## Selected extract
↓
Beware! Smartphones may make your headaches worse: AIIMS  

The smartphone users were more likely to take pain-relieving drugs for their headaches than non-users, with 96% of smartphone users taking the drugs as compared to 81% of non-users

Photo Illustration by Chesnot/Getty Images
Photo Illustration by Chesnot/Getty Images


Smartphone users who suffer from regular headaches and migraines may be more likely to use painkillers and find less relief, say researchers at All India Institute of Medical Sciences (AIIMS).

For the study, published in the journal Neurology: Clinical Practice, researchers have identified 400 people in India with a primary headache condition, which includes migraine, tension headache and other headache types that are not due to another condition.

"While the results need to be confirmed with larger and more rigorous studies, the findings are concerning, as smartphone use is growing rapidly and has been linked to a number of symptoms, with headache being the most common," said study author Deepti Vibha, from AIIMS in New Delhi.
↑
## Problem A
From the article on smartphones and headaches, list every number it gives, including percentages.
## Problem B
Using the article on smartphones and headaches, state whether each statement agrees with it. Answer yes or no, and quote the deciding words.
(i) 81% of non-users took pain-relieving drugs for their headaches.
(ii) The study appeared in the journal Neurology: Clinical Practice.
(iii) The study author says the results have already been confirmed by larger studies.
## Problem C
Answer these questions from the article on smartphones and headaches.
(i) How many people with a primary headache condition did the researchers identify?
(ii) Which symptom does the study author call the most common one linked to smartphone use?
(iii) In what city is the AIIMS that the study author is from?

## Provided material
↓
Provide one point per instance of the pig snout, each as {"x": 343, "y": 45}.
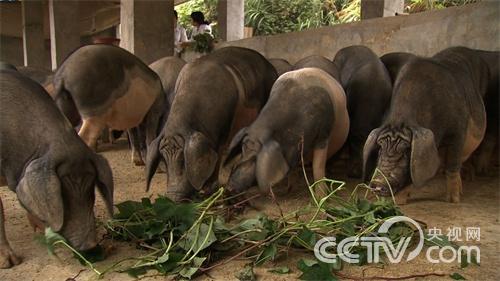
↑
## Exercise solution A
96%, 81%, 400

## Exercise solution B
(i) Yes: "as compared to 81% of non-users"
(ii) Yes: "published in the journal Neurology: Clinical Practice"
(iii) No: "While the results need to be confirmed with larger and more rigorous studies"

## Exercise solution C
(i) 400
(ii) Headache
(iii) New Delhi